▶ Aim of the task: Repeat the items from the line with "of the dark" through the end of the items, requests included. Multiply every coordinate in the answers by 1.55, rounding to whole numbers with halves going up, and leave the requests unchanged.

▶ Records shown:
§ §

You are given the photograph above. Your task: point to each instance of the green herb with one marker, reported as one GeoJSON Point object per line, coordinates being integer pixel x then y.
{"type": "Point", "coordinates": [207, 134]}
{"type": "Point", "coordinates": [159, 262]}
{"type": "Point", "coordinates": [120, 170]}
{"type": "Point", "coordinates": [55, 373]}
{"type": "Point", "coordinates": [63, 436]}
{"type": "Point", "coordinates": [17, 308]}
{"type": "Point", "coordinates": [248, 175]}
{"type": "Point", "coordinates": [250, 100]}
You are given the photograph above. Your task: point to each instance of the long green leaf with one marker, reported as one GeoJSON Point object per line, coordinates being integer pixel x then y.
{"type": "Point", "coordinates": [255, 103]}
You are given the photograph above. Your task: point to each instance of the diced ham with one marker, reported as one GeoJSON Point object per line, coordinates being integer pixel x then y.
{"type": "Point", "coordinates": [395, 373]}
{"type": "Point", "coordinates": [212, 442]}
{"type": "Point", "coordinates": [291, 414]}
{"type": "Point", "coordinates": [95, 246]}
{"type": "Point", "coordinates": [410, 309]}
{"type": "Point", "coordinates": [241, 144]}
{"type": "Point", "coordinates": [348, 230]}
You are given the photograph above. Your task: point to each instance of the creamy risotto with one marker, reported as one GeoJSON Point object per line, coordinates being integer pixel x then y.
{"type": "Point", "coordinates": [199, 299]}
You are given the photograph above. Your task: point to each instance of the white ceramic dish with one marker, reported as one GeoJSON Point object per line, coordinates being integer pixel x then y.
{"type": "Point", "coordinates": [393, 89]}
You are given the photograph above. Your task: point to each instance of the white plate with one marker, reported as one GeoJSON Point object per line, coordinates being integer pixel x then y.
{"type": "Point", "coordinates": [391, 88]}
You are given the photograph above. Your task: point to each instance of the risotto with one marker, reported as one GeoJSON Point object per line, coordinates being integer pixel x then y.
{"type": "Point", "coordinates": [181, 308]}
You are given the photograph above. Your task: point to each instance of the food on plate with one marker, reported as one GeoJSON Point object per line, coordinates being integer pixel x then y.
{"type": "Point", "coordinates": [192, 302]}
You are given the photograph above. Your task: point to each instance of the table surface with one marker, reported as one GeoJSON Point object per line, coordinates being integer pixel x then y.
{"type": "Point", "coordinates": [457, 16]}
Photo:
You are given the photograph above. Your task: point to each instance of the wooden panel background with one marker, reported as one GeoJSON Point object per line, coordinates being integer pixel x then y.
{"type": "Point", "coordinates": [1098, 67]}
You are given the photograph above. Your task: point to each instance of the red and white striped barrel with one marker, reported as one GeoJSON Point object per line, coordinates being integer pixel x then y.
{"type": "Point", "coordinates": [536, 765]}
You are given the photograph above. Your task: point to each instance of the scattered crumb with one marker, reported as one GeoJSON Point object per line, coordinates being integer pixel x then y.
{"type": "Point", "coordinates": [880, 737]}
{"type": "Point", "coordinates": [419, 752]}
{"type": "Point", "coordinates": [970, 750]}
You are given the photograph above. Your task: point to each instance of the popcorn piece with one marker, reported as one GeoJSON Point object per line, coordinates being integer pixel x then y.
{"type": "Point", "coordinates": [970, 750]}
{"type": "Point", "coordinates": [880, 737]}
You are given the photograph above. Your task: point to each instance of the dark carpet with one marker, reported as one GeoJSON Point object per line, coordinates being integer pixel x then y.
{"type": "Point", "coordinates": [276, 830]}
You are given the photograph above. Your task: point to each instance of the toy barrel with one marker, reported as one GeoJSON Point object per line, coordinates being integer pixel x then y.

§ §

▶ Finished answer:
You are given the photograph above. Your task: point to each instance of the dark carpet with one marker, reported as one GeoJSON Point object per line, coordinates being integer pixel x then y.
{"type": "Point", "coordinates": [428, 1287]}
You are given the photograph above. Your task: point to each instance of the toy barrel with one marker, reported as one GeoJSON Point object per line, coordinates being integer pixel x then y.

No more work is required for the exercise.